- [TEXTE À ANALYSER]

C'est la parole qui est juste dans l'ouvrage « On voudrait entendre crier toutes les voix de nos cités ». Ce livre est le fruit d'un travail effectué par la Fédération nationale des centres sociaux et l'association Question de ville, qui rassemble les directeurs des centres de ressources pour la politique de la ville. En 2011, plus de 300 personnes ont participé aux rencontres organisées par ces deux structures. Trois rencontres dans quinze quartiers, de la Picardie à la Guyane, en passant par le 93. Trois rencontres pour laisser le temps aux habitants de s'exprimer, de détailler leurs expressions et pourquoi pas d'envisager des pistes de solutions. « La parole a du se construire progressivement », explique Bénédicte Madelin, la présidente de Question de ville. « Et cette parole est complexe. Les habitants mesurent très clairement la difficulté des solutions à envisager ».
« Dissocier la cité des capuches et des foulards »
« Archives 01 » décortique aussi le complexe... de l'image que renvoient les quartiers. Dans sa démarche, la photographe a voulu avant tout travailler sur la ville, ses représentations et ses fantasmes. Son but est de dissocier les bâtiments des préjugés qui germent dans beaucoup de têtes. « Je voulais regarder la ville dans laquelle je me trouvais, comme je pouvais regarder la rue de Rivoli, à Paris. Je voulais dissocier la cité des capuches et des foulards. C'est important pour moi de naviguer sur nos représentations, sur notre façon de percevoir ces grands ensembles. On nous dit tout et n'importe quoi sur ces quartiers, à tel point que nous n'en avons finalement plus aucune représentation », détaille Aude Tincelin. Et jusque dans la méthode, elle n'a pas choisi la facilité : « Je voulais prendre le temps de marcher et d'aller voir. Je me suis toujours rendu dans ces quartiers en transports en commun et à vélo. Je ne mitraille pas trop, je ne prends que quelques photos. Mes images sont toujours au ras du sol. C'est important pour moi de proposer un regarde de marcheur ».
les habitants n'ont pas les mêmes priorités que les politiques publiques.
« Il ne manquerait pas grand chose pour que tout aille bien »
L'insécurité dans les quartiers, les habitants ne la voient pas. L'insécurité routière et le problème que posent les deux-roues dans les cités sont en revanche des priorités. C'est ce type de constat que « On voudrait entendre crier toutes les voix de nos cités » met en avant. « Mais finalement, les habitants ne sont pas aussi malheureux que ça, ils sont très patients », raconte Bénédicte Madelin, la présidente de Question de ville qui nous confie que le livre aurait d'ailleurs pu s'appeler « Il ne manquerait pas grand chose pour que tout aille bien ». En résumé, « On n'a rien appris de très nouveau, sauf peut-être une chose : les habitants n'ont pas les mêmes priorités que les politiques publiques. Par exemple, ce qui m'a marqué, c'est que la parole des plus anciens est massivement bienveillante à l'égard des jeunes. Nous l'avons constaté dans de nombreux quartiers. Ils nous ont rappelé que ce sont d'abord les jeunes qui sont victimes du chômage. » Des propos qui pourraient recadrer certaines priorités des politiques publiques pour « On voudrait entendre crier toutes les voix de nos cités », des clichés qui recadrent une réalité à la lumière crue pour « Archives 01 ».

- [TÂCHES DE L'EXERCICE]
1) Relevez tous les lieux géographiques désignés par leur nom dans le texte.
2) Résumez le texte en deux phrases, s'il vous plaît.
Les lignes ne sont pas utiles pour répondre.

- [DONNÉES SOURCES]
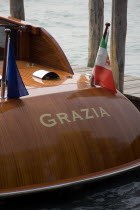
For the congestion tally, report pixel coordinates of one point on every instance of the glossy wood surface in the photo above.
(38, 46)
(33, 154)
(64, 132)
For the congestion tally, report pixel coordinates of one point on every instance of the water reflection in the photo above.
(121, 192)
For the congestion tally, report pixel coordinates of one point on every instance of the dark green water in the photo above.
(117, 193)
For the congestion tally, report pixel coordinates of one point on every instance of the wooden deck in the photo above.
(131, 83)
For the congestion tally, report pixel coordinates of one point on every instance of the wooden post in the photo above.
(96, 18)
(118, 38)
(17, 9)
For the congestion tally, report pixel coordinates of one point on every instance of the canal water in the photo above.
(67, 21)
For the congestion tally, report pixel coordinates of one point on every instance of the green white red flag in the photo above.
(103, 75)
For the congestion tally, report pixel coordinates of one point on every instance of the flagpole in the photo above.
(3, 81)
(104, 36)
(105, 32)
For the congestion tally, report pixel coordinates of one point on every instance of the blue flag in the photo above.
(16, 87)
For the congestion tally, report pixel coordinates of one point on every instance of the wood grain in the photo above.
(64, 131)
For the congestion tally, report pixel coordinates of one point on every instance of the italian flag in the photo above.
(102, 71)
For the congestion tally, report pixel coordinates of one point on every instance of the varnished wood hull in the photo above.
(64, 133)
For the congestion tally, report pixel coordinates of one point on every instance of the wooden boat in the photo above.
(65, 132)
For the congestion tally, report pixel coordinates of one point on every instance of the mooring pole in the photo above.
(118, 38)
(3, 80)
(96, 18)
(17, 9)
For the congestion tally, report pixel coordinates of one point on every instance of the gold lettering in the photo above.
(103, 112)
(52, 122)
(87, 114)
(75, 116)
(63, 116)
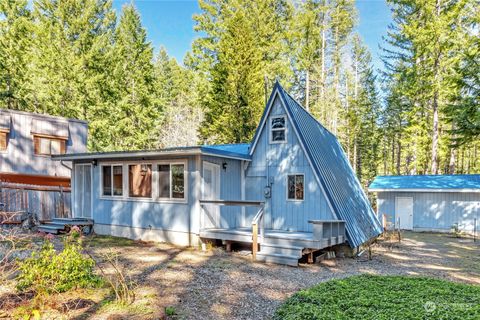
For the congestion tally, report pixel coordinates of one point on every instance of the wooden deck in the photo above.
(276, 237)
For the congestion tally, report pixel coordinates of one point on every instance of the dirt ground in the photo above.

- [VOS RÉPONSES ÉCRITES]
1) la Picardie, la Guyane, le 93, la rue de Rivoli, Paris

2) Le livre « On voudrait entendre crier toutes les voix de nos cités » est issu de rencontres organisées en 2011 dans quinze quartiers par la Fédération nationale des centres sociaux et Question de ville avec plus de 300 personnes, et il montre que les habitants n'ont pas les mêmes priorités que les politiques publiques. Avec « Archives 01 », la photographe Aude Tincelin veut dissocier les bâtiments des préjugés sur les quartiers en proposant un regard de marcheur, au ras du sol.